US20060130881A1

US20060130881A1 - Method of cleaning optical tools for making contact lens molds using super-cooled fluids

Info

Publication number: US20060130881A1
Application number: US11/313,469
Authority: US
Inventors: Sanjay Rastogi; Mahendra Nandu
Original assignee: Individual
Current assignee: Bausch and Lomb Inc
Priority date: 2004-12-21
Filing date: 2005-12-21
Publication date: 2006-06-22

Abstract

The present invention includes a process for cleaning an optical tool for manufacturing contact lens molds comprising contacting the optical tool with a super-cooled fluid under conditions effective to clean the optical tool.

Description

CROSS REFERENCE

This application claims the benefit of Provisional Patent Application No. 60/638,237 filed Dec. 21, 2004 and is incorporated herein by reference.

BACKGROUND OF THE INVENTION

1. Field of the Invention
This invention relates generally to a method of manufacturing molds and/or mold halves for contact lenses and more particularly to a method of cleaning an optical tool for forming contact lens molds and/or mold halves.
2. Discussion of the Related Art
Most contact lenses are molded in disposable polyethylene or polypropylene molds. Specifically, a contact lens is made of two mold halves. The anterior mold half defines the convex surface of the contact lens. The posterior mold half defines the concave surface of the contact lens. During the molding process, a predetermined amount of a pre-polymer mixture is placed in the anterior mold half and the posterior mold half is pressed against the anterior mold half forming the desired shape of the contact lens. After the mold halves are placed together a curing step occurs. In one embodiment, the curing step occurs by application of ultraviolet light that catalyzes a polymerization reaction.

= Written instruction 1 =
Reproduce word for word everything in the contact lens mold patent from "Description" down to "and/or mold halves.".
= Written instruction 2 =
Decide whether each statement agrees with the contact lens mold patent, answering yes or no and quoting the words that settle it: (a) The inventors are Sanjay Rastogi and Mahendra Nandu. (b) The anterior mold half defines the concave surface of the contact lens. (c) The filing date is 2004-12-21.
= Written instruction 3 =
Write what comes next in the contact lens mold patent, starting after its last sentence.
The records are not needed here.

(Entries from a pointing dataset)
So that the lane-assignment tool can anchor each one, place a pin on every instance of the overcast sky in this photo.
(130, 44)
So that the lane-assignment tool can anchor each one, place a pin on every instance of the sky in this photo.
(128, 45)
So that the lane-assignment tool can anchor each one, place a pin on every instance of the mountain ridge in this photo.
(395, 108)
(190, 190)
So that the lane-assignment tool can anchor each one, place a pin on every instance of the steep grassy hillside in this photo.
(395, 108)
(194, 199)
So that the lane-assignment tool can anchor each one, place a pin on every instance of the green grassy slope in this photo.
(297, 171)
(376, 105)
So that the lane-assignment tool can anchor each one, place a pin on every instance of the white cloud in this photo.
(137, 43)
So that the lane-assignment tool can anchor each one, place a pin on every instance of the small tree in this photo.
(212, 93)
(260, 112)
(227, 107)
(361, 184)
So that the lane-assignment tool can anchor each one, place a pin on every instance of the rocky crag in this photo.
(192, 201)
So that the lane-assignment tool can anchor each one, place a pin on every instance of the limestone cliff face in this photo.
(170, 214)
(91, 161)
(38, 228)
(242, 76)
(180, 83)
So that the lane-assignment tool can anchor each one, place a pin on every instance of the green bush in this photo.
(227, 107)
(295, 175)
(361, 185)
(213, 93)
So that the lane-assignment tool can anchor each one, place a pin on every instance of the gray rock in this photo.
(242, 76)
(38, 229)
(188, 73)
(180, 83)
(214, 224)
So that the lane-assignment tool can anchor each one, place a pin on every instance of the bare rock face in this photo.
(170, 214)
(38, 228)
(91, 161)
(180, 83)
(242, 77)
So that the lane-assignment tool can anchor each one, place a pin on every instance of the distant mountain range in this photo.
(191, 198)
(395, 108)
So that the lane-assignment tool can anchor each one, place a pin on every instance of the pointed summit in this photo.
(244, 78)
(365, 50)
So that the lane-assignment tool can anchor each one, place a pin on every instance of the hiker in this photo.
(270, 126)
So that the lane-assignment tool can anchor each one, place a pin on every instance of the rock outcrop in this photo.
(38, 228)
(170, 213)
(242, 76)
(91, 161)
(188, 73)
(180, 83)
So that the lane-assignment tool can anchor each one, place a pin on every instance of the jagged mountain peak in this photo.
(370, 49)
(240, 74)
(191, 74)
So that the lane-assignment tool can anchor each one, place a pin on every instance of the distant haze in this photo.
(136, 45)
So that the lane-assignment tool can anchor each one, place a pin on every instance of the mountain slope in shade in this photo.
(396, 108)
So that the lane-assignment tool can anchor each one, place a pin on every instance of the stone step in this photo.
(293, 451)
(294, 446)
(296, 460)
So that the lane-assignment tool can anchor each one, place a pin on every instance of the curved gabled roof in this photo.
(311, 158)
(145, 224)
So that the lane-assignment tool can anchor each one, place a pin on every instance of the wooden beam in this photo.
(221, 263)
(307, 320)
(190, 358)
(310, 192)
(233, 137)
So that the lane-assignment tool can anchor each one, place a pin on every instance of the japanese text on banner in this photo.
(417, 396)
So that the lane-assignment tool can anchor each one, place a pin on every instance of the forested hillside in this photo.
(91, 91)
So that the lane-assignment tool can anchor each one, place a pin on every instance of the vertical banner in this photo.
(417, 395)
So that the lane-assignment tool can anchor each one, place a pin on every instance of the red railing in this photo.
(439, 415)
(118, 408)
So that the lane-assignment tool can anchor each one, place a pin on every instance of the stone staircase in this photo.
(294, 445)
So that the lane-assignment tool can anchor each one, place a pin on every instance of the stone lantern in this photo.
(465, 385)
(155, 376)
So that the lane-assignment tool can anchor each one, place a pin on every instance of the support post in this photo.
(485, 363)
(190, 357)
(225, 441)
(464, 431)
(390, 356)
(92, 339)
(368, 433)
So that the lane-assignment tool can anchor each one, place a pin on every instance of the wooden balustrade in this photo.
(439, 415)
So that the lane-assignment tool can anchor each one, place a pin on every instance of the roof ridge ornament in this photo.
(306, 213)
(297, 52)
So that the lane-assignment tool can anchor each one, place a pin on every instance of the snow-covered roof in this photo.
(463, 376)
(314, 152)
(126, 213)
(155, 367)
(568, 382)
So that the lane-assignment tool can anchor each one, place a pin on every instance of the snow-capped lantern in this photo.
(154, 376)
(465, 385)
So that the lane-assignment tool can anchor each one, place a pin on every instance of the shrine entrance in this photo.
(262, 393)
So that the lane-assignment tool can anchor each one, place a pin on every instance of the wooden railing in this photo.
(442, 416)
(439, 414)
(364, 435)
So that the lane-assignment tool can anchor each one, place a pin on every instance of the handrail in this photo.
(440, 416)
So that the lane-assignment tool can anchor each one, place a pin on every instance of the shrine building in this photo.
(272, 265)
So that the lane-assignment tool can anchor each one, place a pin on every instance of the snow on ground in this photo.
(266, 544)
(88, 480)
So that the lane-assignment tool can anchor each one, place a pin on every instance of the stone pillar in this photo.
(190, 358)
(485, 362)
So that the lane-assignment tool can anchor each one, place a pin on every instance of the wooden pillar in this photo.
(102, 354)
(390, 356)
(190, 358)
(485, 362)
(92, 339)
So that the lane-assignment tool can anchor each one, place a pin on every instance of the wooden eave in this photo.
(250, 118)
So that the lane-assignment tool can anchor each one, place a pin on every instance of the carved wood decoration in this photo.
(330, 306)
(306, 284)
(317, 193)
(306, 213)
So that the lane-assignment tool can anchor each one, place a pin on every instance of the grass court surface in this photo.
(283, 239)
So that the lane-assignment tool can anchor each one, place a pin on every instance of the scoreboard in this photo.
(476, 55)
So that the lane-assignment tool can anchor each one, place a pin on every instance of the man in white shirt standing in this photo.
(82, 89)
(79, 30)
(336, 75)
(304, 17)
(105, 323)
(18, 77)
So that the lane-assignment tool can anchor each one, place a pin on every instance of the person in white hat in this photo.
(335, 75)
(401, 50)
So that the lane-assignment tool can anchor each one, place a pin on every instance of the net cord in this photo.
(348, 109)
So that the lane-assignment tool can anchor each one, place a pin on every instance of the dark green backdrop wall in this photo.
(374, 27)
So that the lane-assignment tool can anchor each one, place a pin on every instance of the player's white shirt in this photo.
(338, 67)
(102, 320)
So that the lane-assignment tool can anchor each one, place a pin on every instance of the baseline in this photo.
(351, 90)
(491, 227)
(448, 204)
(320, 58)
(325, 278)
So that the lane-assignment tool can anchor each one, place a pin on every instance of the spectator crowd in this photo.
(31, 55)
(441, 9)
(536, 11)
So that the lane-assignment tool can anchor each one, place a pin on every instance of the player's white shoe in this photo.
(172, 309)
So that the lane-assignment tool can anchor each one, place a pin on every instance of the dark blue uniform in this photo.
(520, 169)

= Exercise response 1 =
Description

CROSS REFERENCE

This application claims the benefit of Provisional Patent Application No. 60/638,237 filed Dec. 21, 2004 and is incorporated herein by reference.

BACKGROUND OF THE INVENTION

1. Field of the Invention
This invention relates generally to a method of manufacturing molds and/or mold halves for contact lenses and more particularly to a method of cleaning an optical tool for forming contact lens molds and/or mold halves.

= Exercise response 2 =
(a) Yes: "Inventors: Sanjay Rastogi; Mahendra Nandu"
(b) No: "The anterior mold half defines the convex surface of the contact lens."
(c) No: "Filing date: 2005-12-21"

= Exercise response 3 =
The contact lens is removed from the two disposable mold halves and further processed and packaged. The extraction of the lens typically renders the disposable mold halves unusable. Thus the disposable mold halves are discarded after single use.
The disposable mold halves are made by the injection of polyethylene or polypropylene polymer into a preformed optical tool with a cavity shaped to the desired dimensions of the mold half. “Optical tool” as used herein is defined as a tool with optical quality finish capable of creating optical quality disposable molds for manufacturing optical quality lenses. The manufacture of the disposable molds require a high degree of precision since the disposable molds will effect the optical properties of the contact lens that are produced by the disposable molds. Any debris on the mold would produce a defective contact lens. Likewise, any debris on the optical tool that forms the disposable molds could create a mass number of defective molds. One way that an optical tool can produce defective molds is when the optical tool is unclean. Presently, optical tools are cleaned before being mounted on the injection-molding equipment by rinsing the optical tool in a bath of isopropyl alcohol. The alcohol effectively removes debris and dissolves any grease. Once the optical tool is removed from the alcohol bath, the alcohol quickly evaporates from the surface leaving a clean dry optical tool ready for mounting.
Alcohol is an effective cleaning agent. However, the evaporation of a hydrocarbon into the atmosphere is preferably avoided for safety, environmental and health reasons. Moreover, the alcohol bath eventually needs to be replaced with a clean bath and requires expensive disposal or recycling.
Thus, there exists a need for an effective cleaning agent that does not require recycling and/or cause the release of hydrocarbons into the atmosphere. The present invention addresses these and other needs.

SUMMARY OF THE INVENTION

The present invention is a process for cleaning an optical tool for manufacturing contact lens molds. The process comprises contacting the optical tool with a super-cooled fluid under conditions effective to clean the optical tool. In one embodiment the conditions are effective to remove particulate debris from the optical tool. In another embodiment, the conditions are effective to remove residue from the optical tool. For example, the residue is a hydrophobic residue—particularly an oil residue.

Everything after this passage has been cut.